---------- Exercise input ----------

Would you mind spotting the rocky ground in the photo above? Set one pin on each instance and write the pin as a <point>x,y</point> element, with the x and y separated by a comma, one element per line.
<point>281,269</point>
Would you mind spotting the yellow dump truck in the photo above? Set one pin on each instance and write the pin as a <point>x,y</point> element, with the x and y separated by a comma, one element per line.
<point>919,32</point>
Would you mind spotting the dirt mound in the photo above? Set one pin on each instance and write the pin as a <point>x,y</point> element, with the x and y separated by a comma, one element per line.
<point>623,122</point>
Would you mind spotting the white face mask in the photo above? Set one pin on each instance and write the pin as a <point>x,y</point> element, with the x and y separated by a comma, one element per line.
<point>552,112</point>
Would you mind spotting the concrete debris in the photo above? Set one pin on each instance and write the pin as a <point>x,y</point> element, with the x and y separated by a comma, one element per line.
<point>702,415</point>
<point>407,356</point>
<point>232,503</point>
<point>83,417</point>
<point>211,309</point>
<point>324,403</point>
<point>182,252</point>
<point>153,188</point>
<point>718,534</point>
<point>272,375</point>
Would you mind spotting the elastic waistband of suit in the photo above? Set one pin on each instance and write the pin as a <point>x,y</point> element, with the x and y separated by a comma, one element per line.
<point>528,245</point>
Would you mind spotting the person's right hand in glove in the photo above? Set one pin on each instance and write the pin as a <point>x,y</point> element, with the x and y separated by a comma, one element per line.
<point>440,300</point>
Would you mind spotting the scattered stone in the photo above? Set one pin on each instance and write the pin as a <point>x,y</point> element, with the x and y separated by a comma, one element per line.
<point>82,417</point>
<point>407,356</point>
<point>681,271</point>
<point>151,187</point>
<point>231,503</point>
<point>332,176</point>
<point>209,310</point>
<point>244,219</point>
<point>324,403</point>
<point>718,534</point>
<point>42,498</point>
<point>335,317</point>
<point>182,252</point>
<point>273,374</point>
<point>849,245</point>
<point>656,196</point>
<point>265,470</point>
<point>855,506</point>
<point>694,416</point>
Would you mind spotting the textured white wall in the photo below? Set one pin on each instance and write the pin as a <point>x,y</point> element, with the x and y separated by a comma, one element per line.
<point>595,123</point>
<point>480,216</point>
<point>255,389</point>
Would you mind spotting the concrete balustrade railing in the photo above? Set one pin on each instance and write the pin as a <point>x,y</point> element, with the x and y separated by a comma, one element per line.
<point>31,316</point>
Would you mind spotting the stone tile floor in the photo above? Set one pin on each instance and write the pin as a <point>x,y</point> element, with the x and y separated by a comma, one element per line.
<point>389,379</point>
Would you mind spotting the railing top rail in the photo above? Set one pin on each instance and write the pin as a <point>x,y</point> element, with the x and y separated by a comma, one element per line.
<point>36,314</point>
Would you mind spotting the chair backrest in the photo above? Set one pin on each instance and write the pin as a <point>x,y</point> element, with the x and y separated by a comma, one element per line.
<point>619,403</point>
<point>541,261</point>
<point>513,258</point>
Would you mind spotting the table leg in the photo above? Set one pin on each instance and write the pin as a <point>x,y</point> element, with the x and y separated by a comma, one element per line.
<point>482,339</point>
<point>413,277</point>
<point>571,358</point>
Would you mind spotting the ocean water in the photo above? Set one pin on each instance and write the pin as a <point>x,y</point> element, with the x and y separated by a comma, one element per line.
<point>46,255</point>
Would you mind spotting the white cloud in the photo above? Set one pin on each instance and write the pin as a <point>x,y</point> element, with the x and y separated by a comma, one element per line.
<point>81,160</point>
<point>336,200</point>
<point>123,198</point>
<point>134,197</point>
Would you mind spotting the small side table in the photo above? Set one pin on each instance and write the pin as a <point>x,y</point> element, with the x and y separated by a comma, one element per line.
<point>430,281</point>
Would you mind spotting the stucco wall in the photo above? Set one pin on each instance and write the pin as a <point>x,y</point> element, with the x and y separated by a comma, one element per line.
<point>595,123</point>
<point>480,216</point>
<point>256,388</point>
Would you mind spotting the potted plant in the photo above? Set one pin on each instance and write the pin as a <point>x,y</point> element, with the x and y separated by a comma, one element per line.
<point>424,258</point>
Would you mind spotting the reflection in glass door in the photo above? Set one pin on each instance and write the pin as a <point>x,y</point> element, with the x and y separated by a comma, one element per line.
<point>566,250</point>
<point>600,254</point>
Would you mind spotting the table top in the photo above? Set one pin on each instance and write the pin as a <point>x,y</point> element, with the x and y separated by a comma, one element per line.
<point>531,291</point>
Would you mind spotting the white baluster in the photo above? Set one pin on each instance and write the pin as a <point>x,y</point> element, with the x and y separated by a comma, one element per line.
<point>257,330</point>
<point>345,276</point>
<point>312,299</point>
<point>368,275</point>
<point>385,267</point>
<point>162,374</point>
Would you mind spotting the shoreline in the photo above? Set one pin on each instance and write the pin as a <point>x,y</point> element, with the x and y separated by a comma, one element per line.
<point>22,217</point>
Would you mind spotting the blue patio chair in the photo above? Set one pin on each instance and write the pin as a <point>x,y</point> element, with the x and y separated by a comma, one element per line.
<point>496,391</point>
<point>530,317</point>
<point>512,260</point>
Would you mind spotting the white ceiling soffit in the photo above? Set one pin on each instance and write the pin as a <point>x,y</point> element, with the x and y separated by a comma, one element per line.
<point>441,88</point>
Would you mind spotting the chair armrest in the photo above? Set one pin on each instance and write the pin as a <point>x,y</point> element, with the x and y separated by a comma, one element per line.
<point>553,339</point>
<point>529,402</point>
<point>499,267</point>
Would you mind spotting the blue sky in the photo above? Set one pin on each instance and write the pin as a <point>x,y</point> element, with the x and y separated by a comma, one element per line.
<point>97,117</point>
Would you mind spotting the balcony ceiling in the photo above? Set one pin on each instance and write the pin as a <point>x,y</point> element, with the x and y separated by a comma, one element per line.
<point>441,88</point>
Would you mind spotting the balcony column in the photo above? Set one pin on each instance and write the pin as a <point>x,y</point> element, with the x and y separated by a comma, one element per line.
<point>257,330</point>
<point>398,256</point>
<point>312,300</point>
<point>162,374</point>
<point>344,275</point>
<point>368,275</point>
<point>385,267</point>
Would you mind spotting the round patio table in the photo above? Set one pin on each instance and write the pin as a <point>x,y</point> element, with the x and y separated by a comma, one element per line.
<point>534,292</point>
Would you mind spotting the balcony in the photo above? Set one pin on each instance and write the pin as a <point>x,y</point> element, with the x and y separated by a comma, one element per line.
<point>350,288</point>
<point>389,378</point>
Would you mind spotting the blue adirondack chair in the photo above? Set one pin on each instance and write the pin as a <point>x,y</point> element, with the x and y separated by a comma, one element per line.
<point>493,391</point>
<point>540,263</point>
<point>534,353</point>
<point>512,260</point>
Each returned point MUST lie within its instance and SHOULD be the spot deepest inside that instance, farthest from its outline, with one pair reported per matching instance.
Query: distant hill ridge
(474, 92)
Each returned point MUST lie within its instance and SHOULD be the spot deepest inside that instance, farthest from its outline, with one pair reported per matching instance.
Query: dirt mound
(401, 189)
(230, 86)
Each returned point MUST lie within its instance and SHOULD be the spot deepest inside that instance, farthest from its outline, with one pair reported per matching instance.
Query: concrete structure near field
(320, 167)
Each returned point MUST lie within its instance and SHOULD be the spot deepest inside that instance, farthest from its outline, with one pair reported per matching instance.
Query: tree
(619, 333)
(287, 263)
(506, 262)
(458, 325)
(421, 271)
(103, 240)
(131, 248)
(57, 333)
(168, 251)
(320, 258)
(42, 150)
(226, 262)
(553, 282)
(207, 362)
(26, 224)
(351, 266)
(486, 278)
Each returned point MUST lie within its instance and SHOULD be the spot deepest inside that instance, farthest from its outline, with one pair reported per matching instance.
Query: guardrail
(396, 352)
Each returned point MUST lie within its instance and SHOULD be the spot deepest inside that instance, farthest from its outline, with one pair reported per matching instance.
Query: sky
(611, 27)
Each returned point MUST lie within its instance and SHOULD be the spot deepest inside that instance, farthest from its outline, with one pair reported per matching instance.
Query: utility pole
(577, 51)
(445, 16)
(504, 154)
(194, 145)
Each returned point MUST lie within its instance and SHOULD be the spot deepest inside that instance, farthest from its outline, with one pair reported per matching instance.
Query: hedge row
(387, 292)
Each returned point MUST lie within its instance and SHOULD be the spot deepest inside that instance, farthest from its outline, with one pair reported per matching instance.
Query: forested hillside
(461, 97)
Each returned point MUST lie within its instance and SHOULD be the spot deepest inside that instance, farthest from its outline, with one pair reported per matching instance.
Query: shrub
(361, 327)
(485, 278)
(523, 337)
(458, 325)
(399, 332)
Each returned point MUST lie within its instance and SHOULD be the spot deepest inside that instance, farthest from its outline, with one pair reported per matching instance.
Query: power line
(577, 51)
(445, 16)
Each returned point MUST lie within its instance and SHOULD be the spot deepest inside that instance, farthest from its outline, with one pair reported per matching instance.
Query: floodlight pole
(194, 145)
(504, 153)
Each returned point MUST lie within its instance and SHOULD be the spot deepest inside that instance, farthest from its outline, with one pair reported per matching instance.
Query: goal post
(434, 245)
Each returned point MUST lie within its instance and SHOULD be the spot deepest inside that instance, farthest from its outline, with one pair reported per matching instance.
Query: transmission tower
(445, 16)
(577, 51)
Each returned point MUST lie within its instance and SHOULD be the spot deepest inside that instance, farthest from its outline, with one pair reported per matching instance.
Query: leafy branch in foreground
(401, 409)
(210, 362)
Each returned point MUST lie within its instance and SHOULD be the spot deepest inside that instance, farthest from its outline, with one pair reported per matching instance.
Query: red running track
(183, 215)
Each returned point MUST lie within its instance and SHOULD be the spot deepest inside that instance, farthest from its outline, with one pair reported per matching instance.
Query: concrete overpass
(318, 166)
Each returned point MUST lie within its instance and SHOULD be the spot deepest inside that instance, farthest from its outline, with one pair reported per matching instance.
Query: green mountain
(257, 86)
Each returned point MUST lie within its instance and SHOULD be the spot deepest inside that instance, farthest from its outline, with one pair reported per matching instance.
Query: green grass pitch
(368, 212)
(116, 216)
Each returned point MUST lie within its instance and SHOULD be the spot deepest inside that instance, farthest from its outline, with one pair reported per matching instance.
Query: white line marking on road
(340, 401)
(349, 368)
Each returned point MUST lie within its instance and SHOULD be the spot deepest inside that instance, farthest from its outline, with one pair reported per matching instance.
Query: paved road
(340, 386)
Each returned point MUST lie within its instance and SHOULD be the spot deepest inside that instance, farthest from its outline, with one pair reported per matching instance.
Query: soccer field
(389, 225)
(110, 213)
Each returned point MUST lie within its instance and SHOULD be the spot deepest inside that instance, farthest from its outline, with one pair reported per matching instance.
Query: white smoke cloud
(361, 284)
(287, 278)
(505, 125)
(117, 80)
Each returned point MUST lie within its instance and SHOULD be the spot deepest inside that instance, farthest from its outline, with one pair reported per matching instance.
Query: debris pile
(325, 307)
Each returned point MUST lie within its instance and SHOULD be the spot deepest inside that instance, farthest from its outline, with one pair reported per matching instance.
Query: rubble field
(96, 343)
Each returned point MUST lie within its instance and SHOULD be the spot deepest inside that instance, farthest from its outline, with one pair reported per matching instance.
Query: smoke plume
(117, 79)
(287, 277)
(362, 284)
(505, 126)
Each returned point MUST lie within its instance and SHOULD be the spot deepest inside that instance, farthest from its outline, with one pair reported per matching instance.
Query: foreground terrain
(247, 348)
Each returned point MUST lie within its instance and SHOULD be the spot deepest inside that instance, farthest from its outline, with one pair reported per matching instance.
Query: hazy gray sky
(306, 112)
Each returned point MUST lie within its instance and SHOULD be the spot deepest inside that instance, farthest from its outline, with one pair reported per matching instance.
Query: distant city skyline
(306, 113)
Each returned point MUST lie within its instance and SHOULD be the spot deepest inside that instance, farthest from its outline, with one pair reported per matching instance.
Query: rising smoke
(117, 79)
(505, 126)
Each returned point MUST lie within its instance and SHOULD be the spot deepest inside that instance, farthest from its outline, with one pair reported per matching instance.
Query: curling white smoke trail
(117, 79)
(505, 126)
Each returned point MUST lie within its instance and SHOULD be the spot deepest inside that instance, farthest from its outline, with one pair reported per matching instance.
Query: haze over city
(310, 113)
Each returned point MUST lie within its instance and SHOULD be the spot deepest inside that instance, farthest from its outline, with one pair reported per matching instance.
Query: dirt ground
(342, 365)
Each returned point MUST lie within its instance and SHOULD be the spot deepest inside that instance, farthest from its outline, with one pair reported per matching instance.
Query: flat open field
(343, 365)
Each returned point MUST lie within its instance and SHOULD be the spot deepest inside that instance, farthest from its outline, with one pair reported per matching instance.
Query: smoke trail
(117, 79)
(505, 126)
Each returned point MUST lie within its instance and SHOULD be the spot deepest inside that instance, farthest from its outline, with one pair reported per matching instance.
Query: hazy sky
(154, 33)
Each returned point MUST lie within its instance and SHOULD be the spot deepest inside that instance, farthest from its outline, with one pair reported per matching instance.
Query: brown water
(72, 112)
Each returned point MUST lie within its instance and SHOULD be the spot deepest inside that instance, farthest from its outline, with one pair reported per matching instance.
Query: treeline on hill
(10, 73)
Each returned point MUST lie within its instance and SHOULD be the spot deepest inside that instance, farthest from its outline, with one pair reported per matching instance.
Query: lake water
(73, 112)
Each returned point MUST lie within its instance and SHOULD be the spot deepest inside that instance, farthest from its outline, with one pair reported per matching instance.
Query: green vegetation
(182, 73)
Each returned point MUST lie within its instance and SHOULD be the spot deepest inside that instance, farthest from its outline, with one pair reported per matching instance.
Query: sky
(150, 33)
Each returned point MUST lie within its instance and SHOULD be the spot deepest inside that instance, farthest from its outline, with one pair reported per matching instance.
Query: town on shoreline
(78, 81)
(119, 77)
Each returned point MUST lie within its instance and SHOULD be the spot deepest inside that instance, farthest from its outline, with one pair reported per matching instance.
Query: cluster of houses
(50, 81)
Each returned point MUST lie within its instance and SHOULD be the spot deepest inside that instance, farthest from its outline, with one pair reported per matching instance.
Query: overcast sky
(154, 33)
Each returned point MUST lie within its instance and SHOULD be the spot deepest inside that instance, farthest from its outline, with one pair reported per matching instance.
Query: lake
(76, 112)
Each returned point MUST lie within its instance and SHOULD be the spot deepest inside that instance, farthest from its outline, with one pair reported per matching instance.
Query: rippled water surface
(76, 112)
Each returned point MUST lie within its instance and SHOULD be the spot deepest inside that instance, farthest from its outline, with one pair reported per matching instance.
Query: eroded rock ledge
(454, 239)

----------

> **Work request**
Nothing but the lines from the one that contains "Query: hazy sky" through the end of the data above should appear, each reproduced exactly.

> **Solution for this task**
Query: hazy sky
(154, 33)
Each returned point MUST lie within its instance and SHOULD be the spot deepest inside that instance, farthest from its outline, with one pair reported per matching instance.
Query: brown water
(72, 112)
Each returned point MUST lie within its instance and SHOULD be the spot deepest inside that instance, farthest from its outline, with one pair reported per matching instance.
Query: treeline on hill
(10, 73)
Each returned point MUST lie within its instance and SHOULD be the spot deepest inside that instance, farthest from its outline, with one pair reported per matching instance.
Query: lake water
(73, 112)
Each returned point MUST lie within its instance and SHOULD be the spot deepest inside that instance, farthest from its outline, with one pair reported per matching instance.
Query: green vegetation
(182, 73)
Each returned point MUST lie within its instance and SHOULD be the spot deepest inside that instance, farthest from its outline, with one pair reported per matching instance.
Query: sky
(150, 33)
Each returned point MUST lie within its instance and SHOULD be the spot deepest inside that instance, farthest from its outline, with one pair reported per matching instance.
Query: town on shoreline
(78, 81)
(119, 77)
Each returned point MUST lie within its instance and SHOULD be the spot deepest inside that instance, farthest from its outline, with one pair reported per matching instance.
Query: cluster of houses
(50, 81)
Each returned point MUST lie within its instance and SHOULD be the spot deepest inside that instance, farthest from its outline, with one pair reported per matching instance.
Query: overcast sky
(154, 33)
Each returned point MUST lie within its instance and SHOULD be the spot deepest inside that instance, farthest from its outline, with one pair reported per matching instance.
Query: lake
(76, 112)
Each returned point MUST lie within its instance and SHOULD be the spot deepest inside that instance, farthest from its outline, with one pair reported per matching instance.
Query: rippled water surface
(76, 112)
Each returned point MUST lie within its instance and SHOULD be the spot deepest inside that instance, farthest from its outline, with one pair reported per matching instance.
Query: eroded rock ledge
(454, 239)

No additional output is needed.